#triple integrals

We are going to solve the ring problem. Imagine we have a sphere with radius 2. Inside of our sphere, we have a cylinder with radius 1. We take out the cylindrical piece, and we are left with an object like a ring. We can imagine it like we have a drill on top of our sphere, and we drill out through the center. We need to find the volume of this object.

Let’s use the spherical coordinates for this problem because we have a sphere in the end! Before writing our triple integral in spherical coordinates, let’s examine the object a bit. We know that we have two distinct surfaces for this object. We have a cylindrical surface as a result of our drilling out operation. We have also a surface from our sphere with radius 2. We have a full object, meaning we don’t have a half or quarter of the object.

We have three integrals, so we need to find limits for each one. Let’s start with our inner most integral that’s respect to rho. When we deal with rho, imagining a light bulb in the origin can help us. Let’s imagine that our object, ring, is transparent. If we turn the light bulb on in the origin, what surface does it hit first? It would hit the cylindrical surface first because we have nothing before the cylindrical surface but empty space that’s coming from our drill. Alright, now our light rays penetrate through our solid. It hit the cylindrical surface first as we know it. Now, light rays from the light bulb in the origin traveled through the solid, and they are about to leave. What surface does it touch right before leaving the solid? It’s the spherical surface. My light rays hit the cylindrical surface first and left the solid by touching the spherical surface.

We actually identified the limits of the inner most integral that’s respect to rho. We need to write it in spherical coordinates though. Anything we have in spherical coordinates, limits and integrand, must be in terms of spherical coordinates! First, we hit cylindrical surface with radius 1. How can I describe it in terms of spherical coordinates? It’s 1 csc(phi) because our radius is 1 for the cylinder. So, what about the csc(phi) part? If we say rho=csc(phi), I can multiply both sides by sin(phi) to cancel out csc(phi). I got 1 on the right side, and sin(phi)rho on the left side which equal r in polar coordinates. r=1 represent a cylinder with radius 1 in cylindrical coordinates,the 3d version of polar coordinates. Or you can just accept it as acsc(phi) represents a cylindrical surface with radius a in spherical coordinates. My upper limit is quite easy. It is our spherical surface from our sphere with radius 2. So, the sphere with radius 2 is just rho=2. So my lower limit is csc(phi) and my upper limit is just 2 for the inner most integral that’s respect to rho. We are done for our first integral!

For my middle integral that’s respect to phi, I need to know the angle interval that my solid exists. We can think it as radar. It can start from 0 to pi, meaning that I can make 0 degree to z-axis. For this instance, I am actually touching my z axis. Then, I can let my radar cover starting from the top point on z-axis,0, to the bottom point,phi. I’d make a total coverage of phi for a full sphere. However, we drilled out the cylindrical part in our sphere. We don’t have a full sphere. Our coverage starts from an angle,phi, we cover our solid. We stop our coverage where the solid ends. We need to find this angle. It’s not hard.We’ll use trigonometry for finding the angles. Let’s imagine out solid in z-y or z-x plane, meaning we look from the sides. I see a circle with radius 2(my sphere) and I see two straight lines(from my cylinder with radius 1).I think one of the most challenging/confusing concepts in spherical coordinates is the presence of phi. I heard that spherical coordinates are confusing or hard from my friends but it’s because we are so used to work in cartesian coordinates. We spend a couple weeks to adapt into a total different coordinates system so, it’s very normal to be confused at first.

**Material**
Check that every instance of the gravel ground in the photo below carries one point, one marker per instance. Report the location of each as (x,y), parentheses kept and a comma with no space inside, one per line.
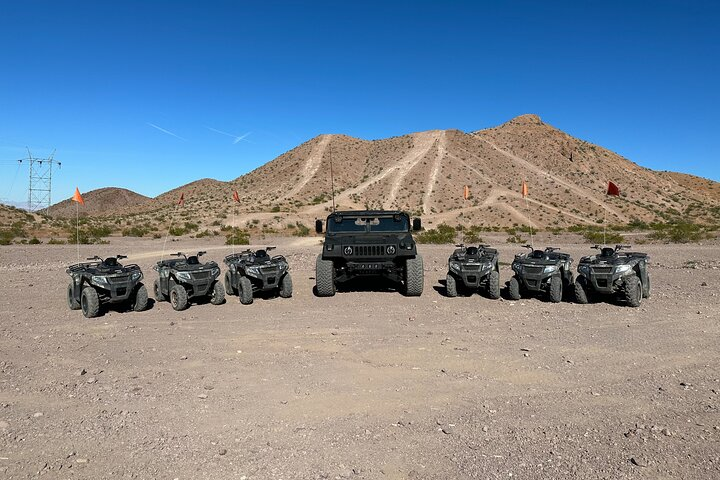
---
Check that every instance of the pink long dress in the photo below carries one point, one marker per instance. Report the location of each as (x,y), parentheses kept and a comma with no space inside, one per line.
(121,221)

**Problems and tasks**
1/ According to the triple integrals text, what are the lower and upper limits of the innermost integral with respect to rho?
2/ Return everything in the triple integrals text from "#triple integrals" down to "of the object.".
3/ Translate this sentence from the triple integrals text into French: "We take out the cylindrical piece, and we are left with an object like a ring."
The items are separate material and have no connection to the triple integrals text.

**Responses in order**
1/ The lower limit is csc(phi) and the upper limit is 2.

2/
#triple integrals

We are going to solve the ring problem. Imagine we have a sphere with radius 2. Inside of our sphere, we have a cylinder with radius 1. We take out the cylindrical piece, and we are left with an object like a ring. We can imagine it like we have a drill on top of our sphere, and we drill out through the center. We need to find the volume of this object.

Let’s use the spherical coordinates for this problem because we have a sphere in the end! Before writing our triple integral in spherical coordinates, let’s examine the object a bit. We know that we have two distinct surfaces for this object. We have a cylindrical surface as a result of our drilling out operation. We have also a surface from our sphere with radius 2. We have a full object, meaning we don’t have a half or quarter of the object.

3/ Nous retirons la pièce cylindrique et il nous reste un objet semblable à un anneau.